Énoncé: Poursuivez, s'il vous plaît, l'extrait sur les allégations examinées par le Comité de la liberté syndicale, en reprenant juste après sa dernière phrase.

Extrait fourni:
---
A. Allégations relatives à la détention du dirigeant syndical Eustaquio Tolosa

A. Allégations relatives à la détention du dirigeant syndical Eustaquio Tolosa
  1. 191. A cet égard, conformément à la recommandation du comité qui figure au paragraphe 406, alinéa b), de son cent unième rapport, le Conseil d'administration a pris note des déclarations du gouvernement selon lesquelles se poursuit la procédure engagée devant un juge des tribunaux ordinaires en ce qui concerne l'accusation portée contre M. Tolosa d'avoir enfreint l'article 1er de la loi no 14034. Il a pris note également du fait que, en attendant, M. Tolosa se trouvait toujours en détention préventive par ordre du juge chargé de l'affaire, ordre de détention confirmé par la Cour d'appel, et il a appelé l'attention du gouvernement sur l'importance qu'il a toujours attachée au principe d'un jugement prompt et équitable, par une autorité judiciaire impartiale et indépendante, et cela dans tous les cas, y compris lorsqu'un syndicaliste est accusé de délits politiques ou de droit commun que le gouvernement estime sans rapport avec ses fonctions syndicales.
  2. 192. Dans sa réponse du 18 décembre 1967, le gouvernement souligne que la rapidité de la procédure judiciaire constitue l'un des objectifs que poursuit sans relâche le Pouvoir judiciaire, considération qui s'applique sans aucun doute aux cas auxquels se trouvent mêlés certains dirigeants syndicalistes. Le gouvernement exprime de nouveau son intention de tenir le Comité de la liberté syndicale au courant de tous faits nouveaux pouvant survenir en relation avec la situation de M. Tolosa et de lui remettre une copie de la décision judiciaire dès qu'elle aura été prise.
  3. 193. Etant donné que les faits qui ont provoqué les poursuites judiciaires contre M. Tolosa ne sont pas sans rapport avec les activités syndicales et que l'intéressé se trouve en détention préventive depuis plus d'une année tandis que se poursuit l'instruction de la cause, le comité, comme il l'a toujours fait en pareil cas, souligne une fois de plus l'importance du principe mentionné au paragraphe 191 ci-dessus et recommande au Conseil d'administration de prier le gouvernement de bien vouloir l'informer prochainement des possibilités qu'a M. Tolosa de passer bientôt en jugement sur le fond ou, à défaut, d'être remis en liberté.
    • Allégations relatives au conflit portuaire de 1966
  4. 194. Au paragraphe 406, alinéa c), de son cent unième rapport, le comité a soumis au Conseil d'administration les recommandations suivantes:
    • c) en ce qui concerne le conflit portuaire de 1966:
    • i) de prendre note de la déclaration du gouvernement selon laquelle celui-ci n'a pas l'intention de maintenir indéfiniment le contrôle dont fait l'objet le Syndicat unifié des travailleurs portuaires argentins, mais qu'au contraire il s'efforcera de faire en sorte que ledit syndicat puisse fonctionner normalement à bref délai;
    • ii) d'exprimer l'espoir que les mesures nécessaires à cet effet seront prises aussi rapidement que possible et de demander au gouvernement de bien vouloir le tenir au courant de l'évolution de la situation à cet égard;
    • iii) d'attirer l'attention du gouvernement sur l'importance qu'il a toujours attachée au fait que, lorsqu'il existe des restrictions au droit de grève dans les services essentiels, ces restrictions devraient s'accompagner de procédures de conciliation et d'arbitrage adéquates, impartiales et expéditives, à tous les stades desquels les intéressés aient la possibilité de participer.
---
Données fournies:

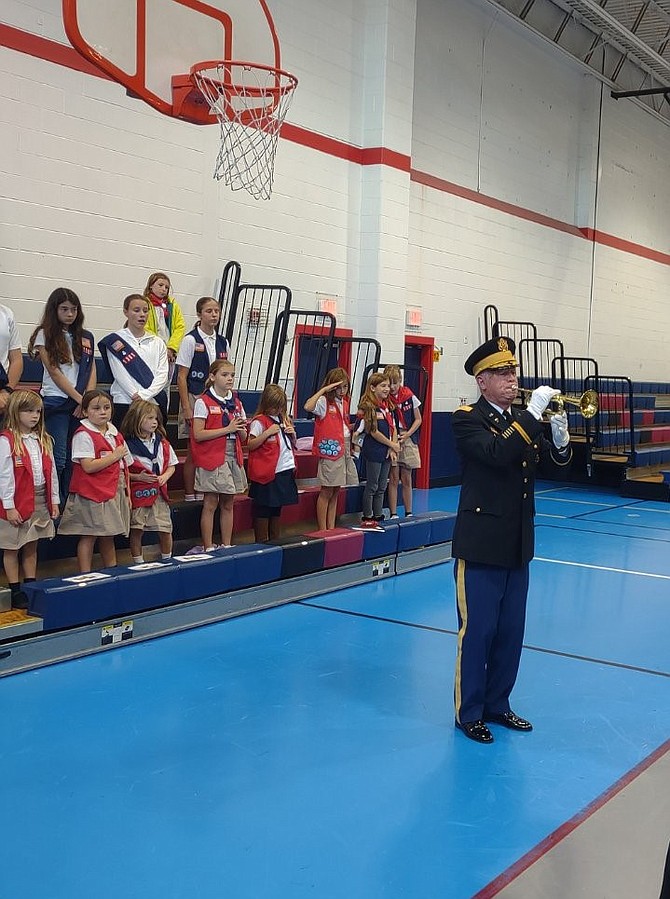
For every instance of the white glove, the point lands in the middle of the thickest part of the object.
(540, 399)
(559, 430)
---
Résultat de l'exercice:
    • iv) de prendre note de la déclaration du gouvernement selon laquelle les mesures d'exception ont été levées et le travail est devenu tout à fait normal dans le port de Buenos Aires;
    • v) de demander, néanmoins, au gouvernement de bien vouloir répondre à l'allégation selon laquelle la majeure partie des travailleurs du port de Buenos Aires se sont trouvés sans emploi pour avoir agi en défense de leurs intérêts syndicaux.
  5. 195. Dans sa communication du 18 décembre 1967, le gouvernement, se référant au dernier point des recommandations reproduites au paragraphe précédent, déclare que, lors du conflit portuaire de 1966, le registre des travailleurs portuaires avait été clos et que, dès la fin du conflit, il avait été rouvert, et que tout travailleur avait entière liberté de s'y inscrire, sans qu'aucune exception fût faite à l'encontre de ceux qui avaient participé au conflit.
  6. 196. A cet égard, il convient de relever que les plaignants ont déclaré, à l'appui de leurs allégations, que la police et la force militaire étaient intervenues pour interdire l'accès au lieu de travail des travailleurs qui avaient décidé de reprendre leur tâche et que le gouvernement s'était efforcé d'imposer la participation de briseurs de grève au travail et de faire en sorte que ces derniers fussent inscrits sur le registre en priorité. Toujours selon les plaignants, le capitaine du port aurait proposé une répartition selon laquelle les travailleurs réguliers se seraient trouvés en minorité.
  7. 197. Par conséquent, il semblerait que si, comme le déclare le gouvernement, le registre des travailleurs du port est demeuré fermé pendant le conflit, et qu'ensuite il a été permis à tous les travailleurs, y compris à ceux qui avaient participé au mouvement, de s'inscrire librement une fois réglé ledit conflit, l'intention de discrimination syndicale que les plaignants attribuaient aux autorités n'a pas été mise à exécution.
  8. 198. Dans ces conditions, le comité recommande au Conseil d'administration, sans préjudice des autres conclusions qui figurent au paragraphe 406, alinéa c), du cent unième rapport du comité approuvé par le Conseil d'administration, de décider que les allégations selon lesquelles la majorité des travailleurs du port de Buenos Aires auraient été privés de leur emploi pour avoir agi de manière à défendre leurs droits syndicaux n'appellent pas de sa part un examen plus approfondi.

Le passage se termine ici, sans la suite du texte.